# WHAT IS NEEDED:
Set out the records as a Markdown table with the columns Row and Line, one numbered row per line, starting with the line that contains "Expected: a single pin indicated on each instance of the dirt" and going on through the end of the records. Leave out any blank lines.

begin

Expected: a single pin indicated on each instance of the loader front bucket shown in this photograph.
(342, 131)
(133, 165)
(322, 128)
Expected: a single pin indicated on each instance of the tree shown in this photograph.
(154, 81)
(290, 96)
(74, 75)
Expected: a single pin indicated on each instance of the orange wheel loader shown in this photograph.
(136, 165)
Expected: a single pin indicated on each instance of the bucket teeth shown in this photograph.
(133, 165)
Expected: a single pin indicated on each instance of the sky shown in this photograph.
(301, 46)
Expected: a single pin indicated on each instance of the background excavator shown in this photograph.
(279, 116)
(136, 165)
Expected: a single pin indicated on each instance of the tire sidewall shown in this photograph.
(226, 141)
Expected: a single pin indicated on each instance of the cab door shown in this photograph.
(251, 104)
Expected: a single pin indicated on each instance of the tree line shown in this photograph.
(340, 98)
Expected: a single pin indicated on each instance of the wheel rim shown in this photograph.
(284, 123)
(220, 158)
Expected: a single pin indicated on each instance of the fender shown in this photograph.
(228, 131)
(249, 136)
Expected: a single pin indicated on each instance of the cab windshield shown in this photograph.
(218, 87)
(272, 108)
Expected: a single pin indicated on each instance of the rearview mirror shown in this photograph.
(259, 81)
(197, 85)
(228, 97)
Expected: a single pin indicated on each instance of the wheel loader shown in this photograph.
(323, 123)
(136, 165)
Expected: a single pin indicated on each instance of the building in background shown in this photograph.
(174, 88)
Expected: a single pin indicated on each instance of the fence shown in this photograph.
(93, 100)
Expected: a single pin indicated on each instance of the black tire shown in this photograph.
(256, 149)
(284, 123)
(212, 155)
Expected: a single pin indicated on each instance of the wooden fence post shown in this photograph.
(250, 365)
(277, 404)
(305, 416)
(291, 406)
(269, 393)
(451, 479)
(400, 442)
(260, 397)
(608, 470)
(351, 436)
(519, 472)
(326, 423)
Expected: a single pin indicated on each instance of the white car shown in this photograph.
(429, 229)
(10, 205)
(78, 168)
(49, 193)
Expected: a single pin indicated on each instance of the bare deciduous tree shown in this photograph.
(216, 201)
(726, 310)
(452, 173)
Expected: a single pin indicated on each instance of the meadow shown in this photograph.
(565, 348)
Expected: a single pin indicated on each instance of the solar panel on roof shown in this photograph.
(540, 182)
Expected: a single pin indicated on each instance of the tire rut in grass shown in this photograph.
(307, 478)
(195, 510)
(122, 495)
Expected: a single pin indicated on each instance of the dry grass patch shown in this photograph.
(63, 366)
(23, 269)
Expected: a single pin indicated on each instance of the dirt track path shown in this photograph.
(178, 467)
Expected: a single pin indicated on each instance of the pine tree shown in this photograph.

end

# FINISHED EXERCISE:
| Row | Line |
|---|---|
| 1 | Expected: a single pin indicated on each instance of the dirt track path shown in this photograph. |
| 2 | (178, 467) |
| 3 | Expected: a single pin indicated on each instance of the pine tree shown in this photograph. |